** START Data supplied **

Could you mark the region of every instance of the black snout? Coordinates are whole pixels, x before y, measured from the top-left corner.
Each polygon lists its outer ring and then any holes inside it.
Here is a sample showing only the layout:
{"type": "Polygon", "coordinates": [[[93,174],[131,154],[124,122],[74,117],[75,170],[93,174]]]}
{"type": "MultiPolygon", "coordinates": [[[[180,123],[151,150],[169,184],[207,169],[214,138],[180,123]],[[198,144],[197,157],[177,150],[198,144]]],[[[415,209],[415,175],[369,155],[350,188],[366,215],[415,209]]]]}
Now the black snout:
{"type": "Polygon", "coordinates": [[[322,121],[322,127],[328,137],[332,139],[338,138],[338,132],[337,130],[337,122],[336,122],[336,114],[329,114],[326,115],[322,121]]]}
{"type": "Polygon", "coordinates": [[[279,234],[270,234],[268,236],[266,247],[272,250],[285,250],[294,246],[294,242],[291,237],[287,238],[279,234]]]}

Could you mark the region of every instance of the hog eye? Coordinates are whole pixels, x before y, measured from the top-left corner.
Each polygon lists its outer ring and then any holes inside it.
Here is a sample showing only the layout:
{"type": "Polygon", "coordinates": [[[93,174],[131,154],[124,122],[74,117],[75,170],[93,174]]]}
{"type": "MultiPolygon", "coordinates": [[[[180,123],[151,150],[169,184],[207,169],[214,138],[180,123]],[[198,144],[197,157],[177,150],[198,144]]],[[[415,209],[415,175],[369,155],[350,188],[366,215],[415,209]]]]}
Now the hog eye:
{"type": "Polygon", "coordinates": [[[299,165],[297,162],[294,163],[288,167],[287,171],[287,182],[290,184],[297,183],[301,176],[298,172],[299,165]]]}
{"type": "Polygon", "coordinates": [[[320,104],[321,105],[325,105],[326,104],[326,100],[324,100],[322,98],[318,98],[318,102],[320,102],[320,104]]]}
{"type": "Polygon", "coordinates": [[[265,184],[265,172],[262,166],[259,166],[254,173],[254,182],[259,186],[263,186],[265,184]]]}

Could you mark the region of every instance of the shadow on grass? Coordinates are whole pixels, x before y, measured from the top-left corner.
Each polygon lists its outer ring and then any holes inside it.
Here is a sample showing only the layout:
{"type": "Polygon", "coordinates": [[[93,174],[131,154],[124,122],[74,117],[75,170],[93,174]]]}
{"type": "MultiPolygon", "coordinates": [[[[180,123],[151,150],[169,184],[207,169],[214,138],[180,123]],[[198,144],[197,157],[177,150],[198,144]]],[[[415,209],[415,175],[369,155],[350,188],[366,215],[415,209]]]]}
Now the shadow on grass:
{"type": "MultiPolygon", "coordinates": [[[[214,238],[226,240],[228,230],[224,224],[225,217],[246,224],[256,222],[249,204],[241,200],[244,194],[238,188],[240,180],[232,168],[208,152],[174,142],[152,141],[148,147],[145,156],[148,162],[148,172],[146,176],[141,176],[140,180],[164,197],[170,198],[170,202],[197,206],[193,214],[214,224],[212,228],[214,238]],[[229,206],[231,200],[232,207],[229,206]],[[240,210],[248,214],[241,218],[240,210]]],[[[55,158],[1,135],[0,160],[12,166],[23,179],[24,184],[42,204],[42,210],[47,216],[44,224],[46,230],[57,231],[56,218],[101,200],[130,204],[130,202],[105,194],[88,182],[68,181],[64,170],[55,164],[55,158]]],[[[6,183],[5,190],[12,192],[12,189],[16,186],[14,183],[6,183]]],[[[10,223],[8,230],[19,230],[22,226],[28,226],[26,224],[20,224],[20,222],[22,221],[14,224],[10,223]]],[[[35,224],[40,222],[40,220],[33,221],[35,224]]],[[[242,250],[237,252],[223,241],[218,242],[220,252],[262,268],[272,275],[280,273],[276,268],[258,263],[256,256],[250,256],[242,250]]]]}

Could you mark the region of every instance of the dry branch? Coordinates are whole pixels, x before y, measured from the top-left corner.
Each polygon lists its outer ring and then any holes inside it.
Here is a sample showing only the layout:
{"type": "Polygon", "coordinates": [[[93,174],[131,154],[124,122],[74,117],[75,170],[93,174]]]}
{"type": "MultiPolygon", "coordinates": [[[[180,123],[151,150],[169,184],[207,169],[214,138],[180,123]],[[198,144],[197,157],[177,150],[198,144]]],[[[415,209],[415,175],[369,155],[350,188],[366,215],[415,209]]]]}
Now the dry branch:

** END Data supplied **

▶ Requirements
Quote the whole listing above, leaving nothing out.

▶ Task result
Could you mark the region of every instance of the black snout? Coordinates are whole pixels, x before y, measured from the top-left corner.
Each polygon lists its outer ring and then any holes inside it.
Here is a sample showing only the layout:
{"type": "Polygon", "coordinates": [[[93,174],[131,154],[124,122],[74,117],[75,170],[93,174]]]}
{"type": "MultiPolygon", "coordinates": [[[[180,123],[151,150],[169,184],[207,169],[214,138],[180,123]],[[198,144],[197,157],[177,150],[198,144]]],[[[415,209],[415,175],[369,155],[350,188],[366,215],[415,209]]]]}
Now the black snout:
{"type": "Polygon", "coordinates": [[[322,121],[322,127],[328,137],[332,139],[338,138],[338,132],[337,130],[337,122],[336,122],[336,114],[329,114],[326,115],[322,121]]]}
{"type": "Polygon", "coordinates": [[[279,234],[270,234],[268,236],[266,247],[272,250],[285,250],[294,246],[294,242],[291,237],[287,238],[279,234]]]}

Could you mark the region of every instance of the hog eye? Coordinates are whole pixels, x before y, measured from the top-left corner.
Each polygon lists its outer ring and then any holes inside it.
Here is a sample showing only the layout:
{"type": "Polygon", "coordinates": [[[93,174],[131,154],[124,122],[74,117],[75,170],[93,174]]]}
{"type": "MultiPolygon", "coordinates": [[[[180,123],[151,150],[169,184],[207,169],[214,138],[180,123]],[[198,144],[197,157],[177,150],[198,144]]],[[[415,209],[415,175],[369,155],[350,188],[366,215],[415,209]]]]}
Now the hog eye:
{"type": "Polygon", "coordinates": [[[299,165],[297,162],[294,163],[288,167],[287,171],[287,182],[290,184],[297,183],[301,176],[298,172],[299,165]]]}
{"type": "Polygon", "coordinates": [[[320,104],[321,105],[325,105],[326,104],[326,100],[324,100],[322,98],[318,98],[318,102],[320,102],[320,104]]]}
{"type": "Polygon", "coordinates": [[[265,184],[265,172],[262,166],[259,166],[254,173],[254,182],[259,186],[263,186],[265,184]]]}

Could you mark the region of every instance of the shadow on grass? Coordinates are whole pixels, x before y, measured from the top-left corner.
Each polygon lists its outer ring and then any holes inside it.
Here is a sample showing only the layout:
{"type": "Polygon", "coordinates": [[[93,174],[131,154],[124,122],[74,117],[75,170],[93,174]]]}
{"type": "MultiPolygon", "coordinates": [[[[180,123],[151,150],[169,184],[207,169],[214,138],[180,123]],[[198,144],[197,157],[177,150],[198,144]]],[[[415,209],[415,175],[369,155],[350,188],[366,215],[415,209]]]]}
Now the shadow on grass:
{"type": "MultiPolygon", "coordinates": [[[[214,238],[226,240],[228,230],[224,224],[225,217],[246,224],[256,222],[249,204],[241,200],[244,194],[238,188],[240,180],[232,168],[208,152],[174,142],[152,141],[148,147],[145,156],[148,162],[148,172],[146,176],[141,176],[140,180],[164,197],[170,198],[170,202],[197,206],[193,214],[214,224],[212,228],[214,238]],[[229,206],[231,200],[232,207],[229,206]],[[240,210],[248,214],[241,218],[240,210]]],[[[55,158],[1,135],[0,160],[12,166],[23,179],[24,184],[42,204],[42,210],[47,216],[44,224],[46,230],[57,231],[56,218],[101,200],[130,204],[130,202],[105,194],[88,182],[68,181],[64,170],[55,164],[55,158]]],[[[6,183],[5,190],[12,192],[12,189],[16,186],[14,183],[6,183]]],[[[10,223],[8,230],[19,230],[22,226],[28,226],[26,224],[20,224],[20,222],[22,221],[14,224],[10,223]]],[[[35,224],[40,222],[40,220],[33,221],[35,224]]],[[[242,250],[237,252],[223,241],[218,242],[220,252],[262,268],[272,275],[280,273],[276,268],[258,263],[256,256],[250,256],[242,250]]]]}

Could you mark the region of every instance of the dry branch? Coordinates are whole pixels, x before y, measured from the top-left corner.
Each polygon lists its outer ring and then any holes inside it.
Here is a sample showing only the layout:
{"type": "Polygon", "coordinates": [[[93,174],[131,154],[124,122],[74,117],[75,170],[93,174]]]}
{"type": "MultiPolygon", "coordinates": [[[[180,123],[151,150],[169,184],[207,169],[214,138],[180,123]],[[198,144],[197,157],[177,150],[198,144]]],[[[415,209],[415,175],[369,155],[350,188],[366,215],[415,209]]]]}
Now the dry branch:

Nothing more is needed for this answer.